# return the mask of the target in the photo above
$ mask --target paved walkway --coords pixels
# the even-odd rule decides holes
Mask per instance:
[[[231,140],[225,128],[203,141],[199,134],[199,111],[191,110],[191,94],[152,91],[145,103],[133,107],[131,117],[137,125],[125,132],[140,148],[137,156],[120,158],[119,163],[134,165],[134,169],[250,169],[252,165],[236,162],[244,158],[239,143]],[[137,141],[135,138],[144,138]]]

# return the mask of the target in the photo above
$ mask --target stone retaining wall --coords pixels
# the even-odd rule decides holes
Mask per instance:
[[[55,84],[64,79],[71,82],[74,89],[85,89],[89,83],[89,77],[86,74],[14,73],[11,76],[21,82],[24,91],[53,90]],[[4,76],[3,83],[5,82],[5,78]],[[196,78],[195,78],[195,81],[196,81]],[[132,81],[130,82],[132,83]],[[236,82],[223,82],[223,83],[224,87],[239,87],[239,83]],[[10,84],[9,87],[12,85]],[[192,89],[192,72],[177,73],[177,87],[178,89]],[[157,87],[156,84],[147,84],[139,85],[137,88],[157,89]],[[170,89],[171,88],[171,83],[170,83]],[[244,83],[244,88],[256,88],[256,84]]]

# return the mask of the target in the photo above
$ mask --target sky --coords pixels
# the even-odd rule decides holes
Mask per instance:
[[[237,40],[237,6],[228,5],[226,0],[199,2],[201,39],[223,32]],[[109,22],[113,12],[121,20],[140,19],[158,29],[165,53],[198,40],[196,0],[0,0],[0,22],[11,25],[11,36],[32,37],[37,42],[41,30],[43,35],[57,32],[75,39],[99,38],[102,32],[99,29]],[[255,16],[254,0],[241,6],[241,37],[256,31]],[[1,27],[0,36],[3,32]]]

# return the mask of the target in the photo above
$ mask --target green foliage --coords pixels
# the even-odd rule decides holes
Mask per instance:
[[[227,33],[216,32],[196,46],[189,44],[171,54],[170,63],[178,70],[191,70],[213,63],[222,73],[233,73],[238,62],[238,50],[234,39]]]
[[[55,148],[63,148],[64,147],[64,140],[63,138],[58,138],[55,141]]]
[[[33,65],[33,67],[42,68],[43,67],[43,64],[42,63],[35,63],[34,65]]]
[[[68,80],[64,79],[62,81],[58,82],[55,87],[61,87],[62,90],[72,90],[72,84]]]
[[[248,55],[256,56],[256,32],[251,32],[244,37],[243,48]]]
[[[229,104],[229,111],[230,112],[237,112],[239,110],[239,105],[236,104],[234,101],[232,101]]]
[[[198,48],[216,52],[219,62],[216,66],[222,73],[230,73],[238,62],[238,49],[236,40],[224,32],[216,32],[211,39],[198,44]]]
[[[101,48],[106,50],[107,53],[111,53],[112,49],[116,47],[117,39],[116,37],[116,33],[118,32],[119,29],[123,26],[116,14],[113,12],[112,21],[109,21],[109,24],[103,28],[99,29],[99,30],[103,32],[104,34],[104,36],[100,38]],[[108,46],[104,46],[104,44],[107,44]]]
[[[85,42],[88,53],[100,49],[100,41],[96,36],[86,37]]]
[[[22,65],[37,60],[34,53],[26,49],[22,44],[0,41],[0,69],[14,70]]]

----------------

__REQUIREMENT__.
Report every line of the material above that contains the string "pixels". Case counts.

__RESULT FOR THIS TASK__.
$ mask --target paved walkway --coords pixels
$ mask --target stone retaining wall --coords pixels
$ mask --target sky --coords pixels
$ mask --target green foliage --coords pixels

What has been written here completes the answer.